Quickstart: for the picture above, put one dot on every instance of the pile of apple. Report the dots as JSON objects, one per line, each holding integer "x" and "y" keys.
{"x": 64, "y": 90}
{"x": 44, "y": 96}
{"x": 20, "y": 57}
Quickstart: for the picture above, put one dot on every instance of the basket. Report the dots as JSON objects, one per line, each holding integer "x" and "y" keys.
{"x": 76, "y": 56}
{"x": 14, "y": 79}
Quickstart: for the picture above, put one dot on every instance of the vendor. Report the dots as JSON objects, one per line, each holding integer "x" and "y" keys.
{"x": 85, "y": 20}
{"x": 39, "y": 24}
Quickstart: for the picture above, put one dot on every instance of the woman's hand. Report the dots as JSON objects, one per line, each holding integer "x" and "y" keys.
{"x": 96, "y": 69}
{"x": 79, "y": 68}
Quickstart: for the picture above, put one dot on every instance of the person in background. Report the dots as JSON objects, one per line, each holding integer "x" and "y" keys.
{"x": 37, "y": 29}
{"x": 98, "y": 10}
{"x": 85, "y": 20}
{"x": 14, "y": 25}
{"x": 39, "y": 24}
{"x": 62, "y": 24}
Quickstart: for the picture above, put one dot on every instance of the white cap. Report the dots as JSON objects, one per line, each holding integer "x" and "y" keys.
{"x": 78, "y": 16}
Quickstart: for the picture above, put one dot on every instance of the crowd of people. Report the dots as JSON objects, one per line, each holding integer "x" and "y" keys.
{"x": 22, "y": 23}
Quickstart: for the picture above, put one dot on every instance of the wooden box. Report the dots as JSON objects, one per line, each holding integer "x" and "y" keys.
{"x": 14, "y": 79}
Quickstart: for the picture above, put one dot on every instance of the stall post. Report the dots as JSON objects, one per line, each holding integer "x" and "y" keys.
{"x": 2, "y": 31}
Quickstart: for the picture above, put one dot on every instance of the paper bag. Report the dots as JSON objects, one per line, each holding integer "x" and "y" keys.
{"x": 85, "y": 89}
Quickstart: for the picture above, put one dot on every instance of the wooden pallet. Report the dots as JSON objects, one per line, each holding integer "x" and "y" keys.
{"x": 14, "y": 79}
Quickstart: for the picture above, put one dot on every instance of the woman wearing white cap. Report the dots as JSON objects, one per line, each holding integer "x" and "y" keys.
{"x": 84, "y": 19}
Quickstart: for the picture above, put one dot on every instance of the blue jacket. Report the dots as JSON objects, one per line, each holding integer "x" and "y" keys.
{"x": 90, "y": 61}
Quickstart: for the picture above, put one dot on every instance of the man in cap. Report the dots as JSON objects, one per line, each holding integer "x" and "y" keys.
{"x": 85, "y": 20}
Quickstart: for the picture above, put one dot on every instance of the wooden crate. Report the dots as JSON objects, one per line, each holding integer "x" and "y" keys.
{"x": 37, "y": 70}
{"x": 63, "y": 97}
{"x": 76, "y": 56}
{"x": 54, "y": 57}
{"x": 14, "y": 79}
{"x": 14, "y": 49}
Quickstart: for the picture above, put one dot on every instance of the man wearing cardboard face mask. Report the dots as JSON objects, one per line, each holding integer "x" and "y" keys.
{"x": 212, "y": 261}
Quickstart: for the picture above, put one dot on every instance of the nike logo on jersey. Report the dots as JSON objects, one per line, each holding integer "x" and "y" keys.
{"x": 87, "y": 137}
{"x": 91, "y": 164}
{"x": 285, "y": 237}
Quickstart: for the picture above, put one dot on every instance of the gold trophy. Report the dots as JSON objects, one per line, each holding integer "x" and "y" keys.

++++++++++++++++++++

Retype the material above in full, exactly.

■ **Written answer**:
Quickstart: for the picture above, put one dot on every instance of the pile of apple. Report the dots as JSON objects, one per line, each holding integer "x" and "y" keys.
{"x": 64, "y": 90}
{"x": 44, "y": 96}
{"x": 20, "y": 57}
Quickstart: for the picture above, put one dot on every instance of the basket. Report the dots as JSON objects, one per line, each holding integer "x" and "y" keys.
{"x": 76, "y": 56}
{"x": 14, "y": 79}
Quickstart: for the picture above, put one dot on every instance of the vendor. Report the dots as JSON objects, one per line, each holding integer "x" and "y" keys.
{"x": 85, "y": 20}
{"x": 39, "y": 24}
Quickstart: for the picture above, put one dot on every instance of the woman's hand. Report the dots as JSON objects, one per line, each holding integer "x" and "y" keys.
{"x": 96, "y": 69}
{"x": 79, "y": 68}
Quickstart: for the picture above, put one dot on every instance of the person in background. Report the dots as JSON objects, one per line, each holding integer "x" and "y" keys.
{"x": 37, "y": 29}
{"x": 98, "y": 10}
{"x": 85, "y": 20}
{"x": 14, "y": 25}
{"x": 39, "y": 24}
{"x": 62, "y": 24}
Quickstart: for the picture above, put one dot on every instance of the white cap. Report the dots as JSON objects, one per line, each holding integer "x" and "y" keys.
{"x": 78, "y": 16}
Quickstart: for the picture above, put one dot on every instance of the crowd of people. Report the dots as JSON objects, one per line, each holding integer "x" and "y" keys.
{"x": 22, "y": 23}
Quickstart: for the picture above, put one dot on every instance of the wooden box. Report the dots as JSON objects, one per line, each holding integer "x" and "y" keys.
{"x": 14, "y": 79}
Quickstart: for the picture above, put one dot on every instance of the stall post. Report the dots as JSON objects, one per line, each holding integer "x" and "y" keys.
{"x": 2, "y": 31}
Quickstart: for the picture above, put one dot on every instance of the paper bag. Report the dots as JSON objects, one per line, each holding integer "x" and "y" keys.
{"x": 85, "y": 89}
Quickstart: for the picture above, put one dot on every instance of the wooden pallet. Report the dots as JSON objects, one per line, each holding integer "x" and "y" keys.
{"x": 14, "y": 79}
Quickstart: for the picture above, put one dot on every instance of the woman wearing white cap. Report the dots as JSON objects, one per line, each holding integer "x" and "y" keys.
{"x": 84, "y": 19}
Quickstart: for the picture above, put one dot on every instance of the blue jacket. Report the dots as JSON objects, one per line, each holding integer "x" and "y" keys.
{"x": 90, "y": 61}
Quickstart: for the picture above, put one dot on every instance of the man in cap. Report the dots as JSON objects, one per line, each holding integer "x" and "y" keys.
{"x": 85, "y": 20}
Quickstart: for the picture above, put one dot on every instance of the wooden crate. Report the dots as JSON objects, one per line, each holding integer "x" and "y" keys.
{"x": 37, "y": 70}
{"x": 63, "y": 97}
{"x": 76, "y": 56}
{"x": 54, "y": 57}
{"x": 14, "y": 79}
{"x": 14, "y": 49}
Quickstart: for the picture above, put one dot on every instance of the man wearing cardboard face mask. Report the dots as JSON objects, one per line, each holding integer "x" and "y" keys.
{"x": 212, "y": 261}
Quickstart: for the picture above, put one dot on every instance of the nike logo on jersey. Report the dots as JSON objects, one per line, each holding integer "x" and "y" keys.
{"x": 87, "y": 137}
{"x": 91, "y": 164}
{"x": 285, "y": 237}
Quickstart: for the picture above, put one dot on every instance of the gold trophy. Report the dots as JSON objects, one per line, each holding integer "x" and "y" keys.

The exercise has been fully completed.